TASK A: Copy both records that follow the skating article line for line, leaving the pictures out of your copy.

*****

Tuesday, January 7, 2014

OLYMPIC CLASH OF THE ASIAN ICE QUEENS


              When the ladies figure skating competition takes the ice at the Sochi Winter Olympics on February 20, viewers around the world will be treated to one of the most stirring and spectacular sporting summits in decades.

                Although accomplished lady skaters from the U.S., Russia, Italy, and others will also be competing, all eyes will focus on the latest dramatic clash between the two world-renowned Ice Queens of East Asia -- Yuna Kim of the Republic of Korea and Mao Asada of Japan.

                Both ladies are 23 years old, and both are precisely 5-feet 4-inches tall.  They are not only the undisputed top lady figure skaters in the world, but both are super celebrities in their respective  countries, with commercial endorsements and pop stature that easily rival that of the top pro sports superstars in the United States. 

                They are especially the idols of teen and pre-teen girls in their countries, and both are lady-like and likeable young women who serve as admirable role models.  Both have won an extensive list of  international championships and both are possessed of astonishing and unusual athletic skill and grace, not to mention the winsome charm and beauty that makes them natural queens of the ice.

                Miss Kim is indeed widely known as Queen Yuna in South Korea, and with good reason.  Her national stature is such that she has served as a host Ambassador for Visit Korea and was a key member of the ROK delegation that successfully persuaded the International Olympic Committee to award the 2018 Winter Olympics to Pyeongchang, ROK.  Her celebrity and ladylike appeal make her a natural international ambassador of goodwill (not to mention commerce and tourism) for South Korea.

                Notwithstanding Mao Asada's astonishing jumping and athletic skills, Miss Kim is almost universally acknowledged as the world's greatest ladies figure skater – perhaps even the greatest ever – and she will be the strong favorite when the ladies take the ice at the spectacular Iceberg Skating Palace in Sochi.  She won the gold medal at the 2010 Winter Olympics in Vancouver with the astonishing total score of 228 points, far ahead of Miss Asada's second place.  She has also won two World Championships, in 2009 and 2013.

*****

TASK B: Please extend the skating article above, picking up after its last sentence.

SUPPLIED DATA:

*****

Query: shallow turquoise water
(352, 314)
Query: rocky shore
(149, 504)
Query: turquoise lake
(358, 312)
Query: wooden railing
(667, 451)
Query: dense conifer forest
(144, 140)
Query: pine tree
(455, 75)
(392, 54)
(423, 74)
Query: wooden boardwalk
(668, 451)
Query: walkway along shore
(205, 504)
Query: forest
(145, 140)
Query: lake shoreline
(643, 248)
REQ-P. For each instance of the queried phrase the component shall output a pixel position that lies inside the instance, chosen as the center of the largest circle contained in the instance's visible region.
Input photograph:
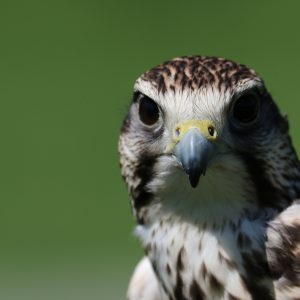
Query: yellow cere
(206, 127)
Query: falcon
(214, 181)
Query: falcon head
(204, 139)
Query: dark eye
(245, 109)
(148, 111)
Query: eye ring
(148, 110)
(245, 110)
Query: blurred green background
(66, 75)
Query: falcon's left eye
(148, 111)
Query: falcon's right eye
(148, 111)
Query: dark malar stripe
(144, 173)
(267, 194)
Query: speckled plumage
(235, 236)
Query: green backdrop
(66, 75)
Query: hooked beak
(195, 148)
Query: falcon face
(208, 162)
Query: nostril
(211, 130)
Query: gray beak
(194, 152)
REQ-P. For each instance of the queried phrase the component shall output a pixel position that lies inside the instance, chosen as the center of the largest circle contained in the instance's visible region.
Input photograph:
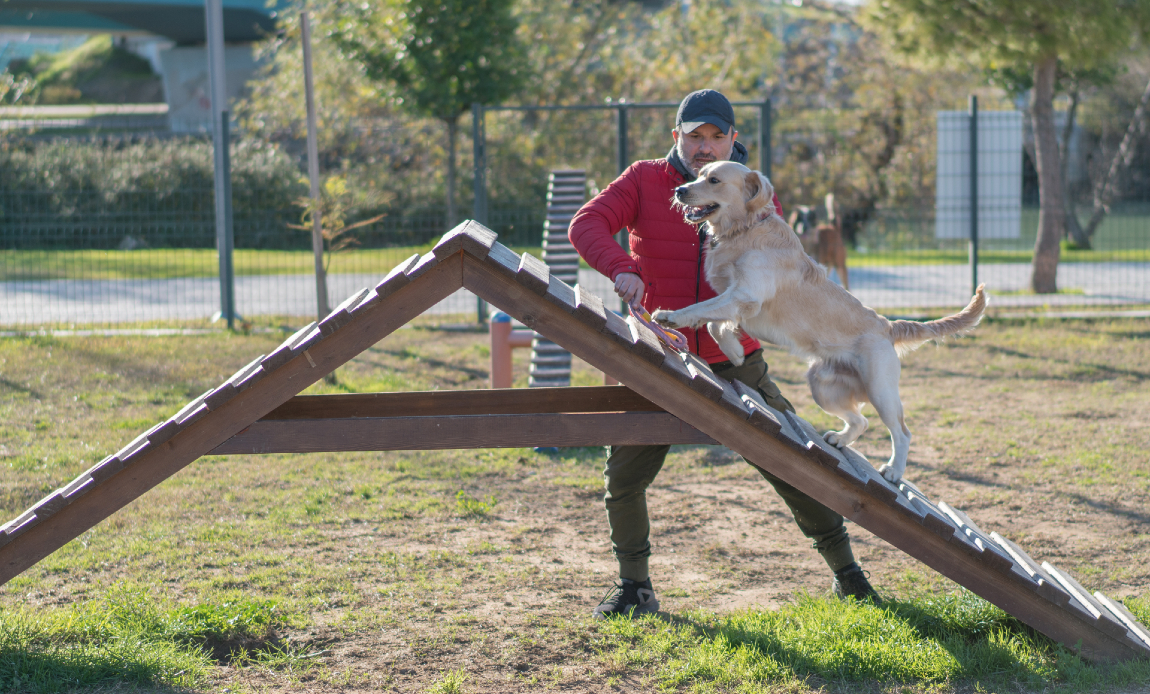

*****

TASK OUTPUT A:
Query: shallow turquoise water
(352, 314)
Query: rocky shore
(149, 504)
Query: turquoise lake
(358, 312)
Query: wooden railing
(667, 451)
Query: dense conifer forest
(144, 140)
Query: pine tree
(455, 75)
(392, 54)
(423, 74)
Query: wooden boardwalk
(668, 451)
Query: walkway along shore
(205, 504)
Query: forest
(145, 140)
Query: lake shoreline
(643, 248)
REQ-P. For each instance of the queried phrase the component shall output a pixel position that lies inside the instance, chosen as the center of the largest circle contained in the instance's visible region.
Input photograph:
Query: yellow cere
(206, 127)
Query: falcon
(214, 181)
Query: falcon head
(204, 139)
Query: dark eye
(245, 109)
(148, 111)
Query: eye ring
(148, 110)
(245, 110)
Query: blurred green background
(66, 75)
Query: falcon's left eye
(148, 111)
Query: falcon's right eye
(148, 111)
Query: dark malar stripe
(144, 173)
(267, 194)
Query: speckled plumage
(235, 236)
Query: green backdrop
(66, 75)
Query: hooked beak
(195, 148)
Query: falcon face
(208, 162)
Query: nostril
(211, 130)
Query: gray beak
(194, 152)
REQ-P. For each instance of the queried phrase the component shall output a pixel position that lies inside the instance, chosen as the center of the largest circle contained in the instance's visible region.
Input photograph:

TASK OUTPUT B:
                                         Yuna Kim performs her layback Ina Bauer
                                    
                 While Miss Asada is renowned for her spectacular – but risky -- triple axels, Miss Kim's dominance is based upon a broad variety of flawless and graceful jumps, spins, and maneuvers that she performs with almost inhuman poise and consistency.  Her jumps are performed at a high speed that earns extra points, and she executes a variety of triple-triple combinations that are usually unmatched by the competition.  Her repertoire also includes the gorgeous lay-back Ina Bauer that was the trademark maneuver of 2006 Olympic champion Shizuka Arakawa, although not even Miss Kim can match the extreme contortions of Miss Arakawa's gasp-inducing lay-backs.  The end result of all this is that Miss Kim has achieved total scores above 220 that her competitors thus far have been unable to approach, although Miss Asada has scored as high as 207.

                Some doubts about Miss Kim's readiness for the Olympics were raised last September, when she suffered an injury to her right foot.  The injury resulted in her withdrawal from the 2013-14 Grand Prix series, which was dominated primarily by Miss Asada in Kim's absence.

                Ominously for her competition, however, Miss Kim's stellar performance at the recent Korean National championships left little doubt that she has fully recovered and returned to superstar form.  She easily defeated a field of improving ROK competitors with a reported score of 227.86 points, according to the Korean Times.  See koreantimesus.com/?p=5083.  Although that rather startlingly high reported score may well have been inflated by a panel of friendly ROK judges, it nonetheless sends an alarming signal that Miss Kim is in prime form for the Olympic showdown.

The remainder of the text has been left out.